---- Input

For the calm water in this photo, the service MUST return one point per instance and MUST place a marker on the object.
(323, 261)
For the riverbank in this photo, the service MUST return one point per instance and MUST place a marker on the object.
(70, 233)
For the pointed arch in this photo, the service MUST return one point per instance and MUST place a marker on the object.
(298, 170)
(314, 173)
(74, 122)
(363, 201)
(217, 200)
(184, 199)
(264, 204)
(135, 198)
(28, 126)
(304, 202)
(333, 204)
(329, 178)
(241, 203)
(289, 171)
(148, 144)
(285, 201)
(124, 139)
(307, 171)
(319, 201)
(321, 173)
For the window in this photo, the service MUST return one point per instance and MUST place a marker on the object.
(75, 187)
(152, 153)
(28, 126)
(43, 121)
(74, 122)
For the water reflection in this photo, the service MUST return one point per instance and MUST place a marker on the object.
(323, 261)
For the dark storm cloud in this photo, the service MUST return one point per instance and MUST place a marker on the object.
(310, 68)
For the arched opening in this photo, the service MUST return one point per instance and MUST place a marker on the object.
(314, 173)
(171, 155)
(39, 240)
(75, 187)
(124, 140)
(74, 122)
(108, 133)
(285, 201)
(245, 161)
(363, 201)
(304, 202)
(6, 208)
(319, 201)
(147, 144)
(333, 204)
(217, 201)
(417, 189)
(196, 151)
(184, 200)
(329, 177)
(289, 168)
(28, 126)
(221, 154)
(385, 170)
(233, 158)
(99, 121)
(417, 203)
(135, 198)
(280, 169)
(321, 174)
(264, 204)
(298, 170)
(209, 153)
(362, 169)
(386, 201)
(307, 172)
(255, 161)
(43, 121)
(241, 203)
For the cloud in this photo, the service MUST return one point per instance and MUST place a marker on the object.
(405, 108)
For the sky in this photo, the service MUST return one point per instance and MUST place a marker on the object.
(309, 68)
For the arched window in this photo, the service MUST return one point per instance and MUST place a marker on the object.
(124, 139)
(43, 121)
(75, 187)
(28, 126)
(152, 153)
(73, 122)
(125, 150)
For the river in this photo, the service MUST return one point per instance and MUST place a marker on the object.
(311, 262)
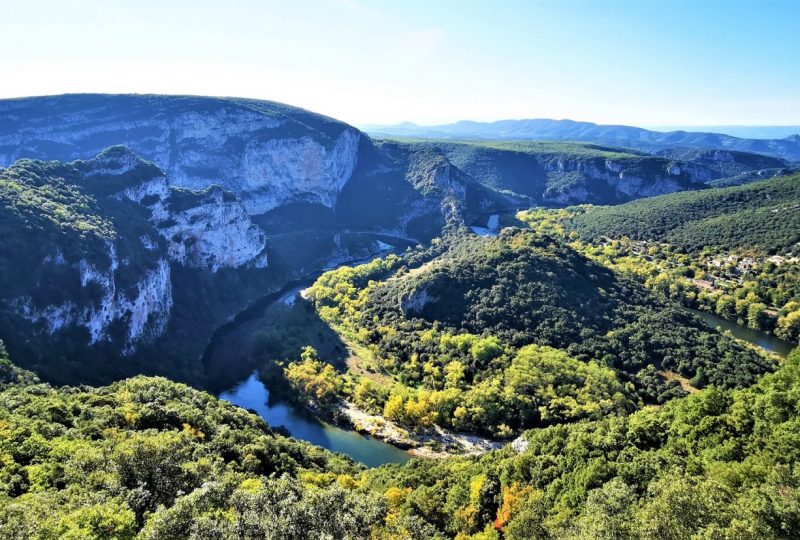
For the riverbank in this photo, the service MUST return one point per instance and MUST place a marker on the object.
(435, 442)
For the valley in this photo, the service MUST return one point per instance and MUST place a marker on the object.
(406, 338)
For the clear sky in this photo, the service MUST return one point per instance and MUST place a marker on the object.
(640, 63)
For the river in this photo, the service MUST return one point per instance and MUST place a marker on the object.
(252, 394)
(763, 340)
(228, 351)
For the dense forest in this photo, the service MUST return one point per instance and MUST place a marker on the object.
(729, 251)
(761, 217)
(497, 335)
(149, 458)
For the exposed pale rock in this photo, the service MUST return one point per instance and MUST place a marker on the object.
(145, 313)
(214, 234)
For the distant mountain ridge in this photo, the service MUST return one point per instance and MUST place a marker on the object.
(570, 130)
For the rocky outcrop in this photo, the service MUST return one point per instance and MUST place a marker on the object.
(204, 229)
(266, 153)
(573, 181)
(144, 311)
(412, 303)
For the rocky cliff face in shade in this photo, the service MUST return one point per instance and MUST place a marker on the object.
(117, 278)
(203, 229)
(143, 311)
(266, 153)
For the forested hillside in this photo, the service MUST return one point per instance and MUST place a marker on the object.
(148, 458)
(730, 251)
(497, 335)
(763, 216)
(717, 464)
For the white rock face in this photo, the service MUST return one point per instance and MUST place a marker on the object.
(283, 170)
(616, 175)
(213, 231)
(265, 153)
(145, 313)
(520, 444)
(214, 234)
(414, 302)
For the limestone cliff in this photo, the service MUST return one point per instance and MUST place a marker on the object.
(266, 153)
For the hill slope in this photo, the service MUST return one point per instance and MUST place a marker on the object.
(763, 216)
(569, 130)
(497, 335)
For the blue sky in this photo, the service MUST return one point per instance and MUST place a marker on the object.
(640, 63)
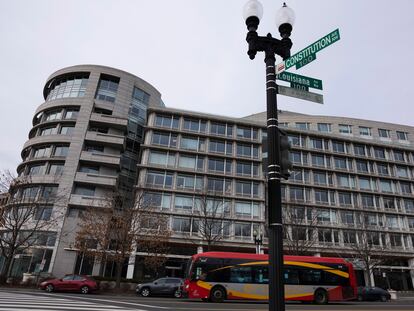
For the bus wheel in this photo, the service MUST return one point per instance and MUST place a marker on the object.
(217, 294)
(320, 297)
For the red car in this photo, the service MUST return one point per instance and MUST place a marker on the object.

--------

When copying the data above, repeat every word exactly and drop the pictures.

For the calm water in this photo, the service MUST return one point per instance and MUST place a marker on the object.
(323, 261)
For the riverbank in this photo, the service MUST return one point per instance and MUST place a marker on the object.
(70, 233)
For the pointed arch in this photo, the service MUST return one point per instance and MUST place a marker on the object.
(298, 170)
(314, 173)
(74, 122)
(363, 201)
(217, 200)
(184, 199)
(264, 204)
(135, 198)
(28, 126)
(304, 202)
(333, 204)
(329, 178)
(241, 203)
(289, 171)
(148, 144)
(285, 201)
(124, 139)
(307, 171)
(319, 201)
(321, 173)
For the window in this photo, the service MUST return one point per instance and MUST place a marker on the object.
(75, 187)
(152, 153)
(28, 126)
(43, 121)
(74, 122)
For the water reflection in this photo, the service MUST return one point per instance and MUST place a marker on the object.
(323, 261)
For the dark storm cloud in this photo, the service MUST return one point per instance and MUST place a marker on the object.
(310, 68)
For the arched opening in this photo, the service MUST return one point per instance and MUST place a marker on the object.
(314, 173)
(171, 155)
(39, 240)
(75, 187)
(124, 140)
(74, 122)
(108, 133)
(285, 201)
(245, 161)
(363, 201)
(304, 202)
(6, 208)
(319, 201)
(147, 144)
(333, 204)
(217, 201)
(417, 189)
(196, 151)
(184, 200)
(329, 177)
(289, 168)
(28, 126)
(221, 154)
(385, 170)
(233, 158)
(99, 121)
(417, 203)
(135, 198)
(280, 169)
(321, 174)
(264, 204)
(298, 170)
(209, 153)
(362, 169)
(386, 201)
(307, 172)
(255, 161)
(43, 121)
(241, 203)
For the cloud in this photo, the service MUST return one point per instance and MUST place a marker on the object.
(405, 108)
For the sky in this photo, the service MUST return one point per instance and MUST place a marker on the object.
(309, 68)
For the arched window in this photo, the service MUST return one point per instance and MUST place a marker on the object.
(124, 139)
(43, 121)
(75, 187)
(28, 126)
(152, 153)
(73, 122)
(125, 150)
For the river in this photo, the service MUST return one point per instance and MUST place a marker on the object.
(311, 262)
For the riverbank in this photo, the service MUST return one point per instance and MUST place a marker on the object.
(435, 442)
For the valley in this photo, the service MUST return one point per instance and MUST place a marker on the object.
(406, 338)
For the clear sky in this photo, the service MUST return one point per instance and MUST place a marker on the object.
(640, 63)
For the river in this photo, the service MUST return one point per instance and MUST place a marker on the object.
(252, 394)
(763, 340)
(228, 351)
For the dense forest in this photo, the service MUST return one point per instance and MUST place a marker on the object.
(729, 251)
(761, 217)
(497, 335)
(149, 458)
For the exposed pale rock in this photo, the service MUST return one point per instance and MUST place a marker on the object.
(145, 313)
(214, 234)
For the distant mountain ridge in this photo, the service MUST return one point per instance and MUST place a marker on the object.
(570, 130)
For the rocky outcrop in this photo, the service MUST return one point per instance and MUST place a marker on the object.
(204, 229)
(266, 153)
(573, 181)
(144, 311)
(412, 303)
For the rocky cliff face in shade in this photo, the service MUST return one point per instance and MUST place a marker on the object.
(117, 278)
(203, 229)
(143, 311)
(266, 153)
For the forested hillside in this photo, the service MUST return one point per instance and MUST place a marker on the object.
(148, 458)
(730, 251)
(497, 335)
(763, 216)
(717, 464)
For the white rock face in this photo, the service MUST return one point per instance and MUST place a marker on the object.
(283, 170)
(616, 175)
(213, 231)
(265, 153)
(145, 313)
(520, 444)
(214, 234)
(414, 302)
For the limestone cliff in this photo, the service MUST return one point per instance and MUST place a marker on the object.
(266, 153)
For the hill slope in this photo, the service MUST return one point per instance and MUST place a marker on the object.
(763, 216)
(569, 130)
(497, 335)
For the blue sky in this photo, the service MUST return one point per instance and MUST place a marker on the object.
(640, 63)
For the bus wheel in this photo, the service MUST return one point per instance and MUST place a marker on the object.
(217, 294)
(320, 297)
For the red car in this photo, the service MUST return one point per instance and MUST place a marker on the object.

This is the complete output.